## Work request A
From the text about adopting a cat, list the things a new cat may be glad to have even while it feels scared.
## Work request B
Write what comes next in the text about adopting a stray cat, picking up after its last sentence.

## Excerpt to read
*** Block opens ***
5. Be Patient With Them
If you’re adopting a cat, chances are you’re very excited to have them as part of your family. But it’s important to keep in mind that for them, this could be a scary time of transition. Even if they’re glad to have food, a place to sleep, and the love you can offer them, they might be very scared. Know that easing a new cat into your family will take time. It is going to be a challenging process, so patience is key. Allow the cat to get close to you on its own terms and give it lots of love.
My Experience Adopting a Stray Cat
On the 24th of April 2020, I went to the place where we had found the stray cat colony, next to our place, and the cat I liked the most was there. I called Alejandro and ask him to come and bring the transportation box we had bought that morning with him. With some food as a bait, we managed to trap the cat and took him straight to the vet.
The vet checked him out, but since the cat was scared, he didn’t want to sedate him or anything. He just gave me some ampoules for the fleas and that was it. He said we should put the cat in a separate room until he gets used to his new environment, and said that we need to be patient because it might take some time for that to happen. In two weeks’ time, we should take Pinky (that’s the name we chose for him) to the vet again for some blood tests.
*** Block closes ***
## Extracted entries
*** Block opens ***
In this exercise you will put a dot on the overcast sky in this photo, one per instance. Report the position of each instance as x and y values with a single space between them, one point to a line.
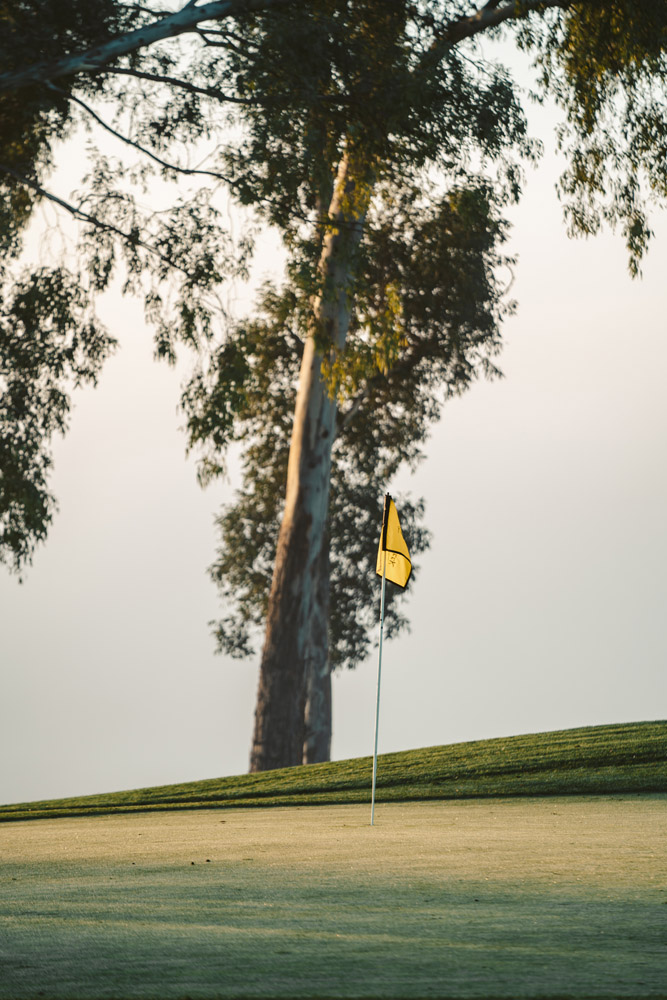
541 604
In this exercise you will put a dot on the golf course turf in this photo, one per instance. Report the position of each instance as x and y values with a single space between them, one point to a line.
501 886
605 760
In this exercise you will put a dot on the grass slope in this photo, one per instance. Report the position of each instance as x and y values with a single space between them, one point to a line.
594 760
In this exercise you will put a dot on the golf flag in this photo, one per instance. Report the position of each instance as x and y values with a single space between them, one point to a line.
398 566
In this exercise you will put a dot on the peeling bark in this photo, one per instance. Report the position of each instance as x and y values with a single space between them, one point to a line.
292 631
317 716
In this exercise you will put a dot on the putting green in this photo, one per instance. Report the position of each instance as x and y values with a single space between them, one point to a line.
557 897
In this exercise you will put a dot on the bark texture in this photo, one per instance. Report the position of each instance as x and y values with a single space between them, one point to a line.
317 716
296 639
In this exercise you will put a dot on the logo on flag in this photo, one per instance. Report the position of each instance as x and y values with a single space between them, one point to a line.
393 556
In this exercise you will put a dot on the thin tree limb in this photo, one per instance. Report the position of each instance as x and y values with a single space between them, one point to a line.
78 213
191 16
142 149
95 59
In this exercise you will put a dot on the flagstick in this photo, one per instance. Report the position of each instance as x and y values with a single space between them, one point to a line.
377 706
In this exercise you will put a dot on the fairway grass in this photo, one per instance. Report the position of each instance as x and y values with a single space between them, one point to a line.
475 899
595 760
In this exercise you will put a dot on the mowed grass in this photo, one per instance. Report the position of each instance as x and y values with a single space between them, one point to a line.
612 759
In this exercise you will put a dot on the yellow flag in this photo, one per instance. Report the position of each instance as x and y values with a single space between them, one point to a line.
392 542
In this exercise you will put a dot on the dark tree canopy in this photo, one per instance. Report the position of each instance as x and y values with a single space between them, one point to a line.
383 141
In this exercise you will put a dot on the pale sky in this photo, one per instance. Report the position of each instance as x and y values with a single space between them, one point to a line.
541 604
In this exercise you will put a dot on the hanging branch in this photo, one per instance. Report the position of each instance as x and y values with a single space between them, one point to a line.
142 149
79 214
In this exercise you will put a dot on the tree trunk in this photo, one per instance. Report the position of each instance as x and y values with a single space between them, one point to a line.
292 621
317 736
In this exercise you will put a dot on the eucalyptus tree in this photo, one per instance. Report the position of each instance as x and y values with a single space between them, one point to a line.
327 117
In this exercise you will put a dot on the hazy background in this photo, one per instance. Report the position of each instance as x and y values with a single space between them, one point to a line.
541 604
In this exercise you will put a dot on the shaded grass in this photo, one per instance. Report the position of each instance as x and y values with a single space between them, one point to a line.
615 759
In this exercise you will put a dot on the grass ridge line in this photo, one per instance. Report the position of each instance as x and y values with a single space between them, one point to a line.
609 759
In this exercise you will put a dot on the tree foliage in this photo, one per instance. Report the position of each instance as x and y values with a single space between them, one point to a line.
382 142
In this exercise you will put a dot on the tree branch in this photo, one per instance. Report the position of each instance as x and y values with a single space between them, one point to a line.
135 145
489 16
95 59
78 213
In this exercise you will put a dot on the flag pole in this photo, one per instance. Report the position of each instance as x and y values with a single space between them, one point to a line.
377 704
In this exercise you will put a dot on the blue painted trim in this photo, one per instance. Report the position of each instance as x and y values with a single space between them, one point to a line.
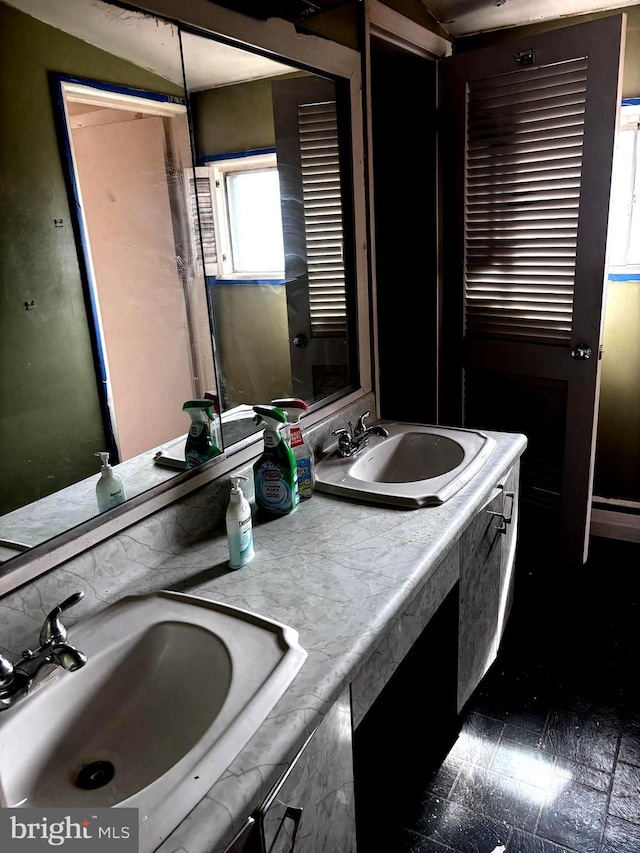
*** Block closes ***
## Output A
- food
- a place to sleep
- the love you can offer them

## Output B
We brought Pinky home and prepared our spare room for him, with some food, water, litter, boxes for him to hide, etc. We then sat on the floor and opened the transportation box. He was super scared and just ran out of it, and climbed the wardrobe. After a while, he came down and went hiding under the bed – that’s his favorite spot to hide ever since. I felt bad when I saw him so scared, but everyone told me it’s normal and it’s going to take some time for him to adapt.
On Saturday, day 2, I started panicking because I thought Pinky was not eating or drinking water at all. At night, I laid down on the floor, next to the bed where he was hiding, and read my book for a bit.
After a while, I used an app I found online with sounds to calm down scared cats, and it worked actually! I laid there, looking at Pinky, with the music on, and saw that he was getting more and more relaxed, and even changed places twice. I think it’s good that he’s getting used to our presence in the same room. Before leaving the room, I left some treats and freshwater. I read it’s good that he associates our presence with good things.
In the morning I was happy when I found out that Pinky had used the litter tray to pee and poop! I was so scared the previous night when I read online that some cats actually starve to death when they are scared – and that with only 3 days without water a cat can die! I found lots of proof that he had peed and pooped in the litter box, and now at least I’m not scared of that anymore. I laid on the floor again, reading, next to Pinky. Then I used another app with cat sounds, but I think some of those sounds were of angry cats, and Pinky got really agitated! It was not a good idea. However, overall, I start seeing some small improvements, he doesn’t seem so scared of us anymore.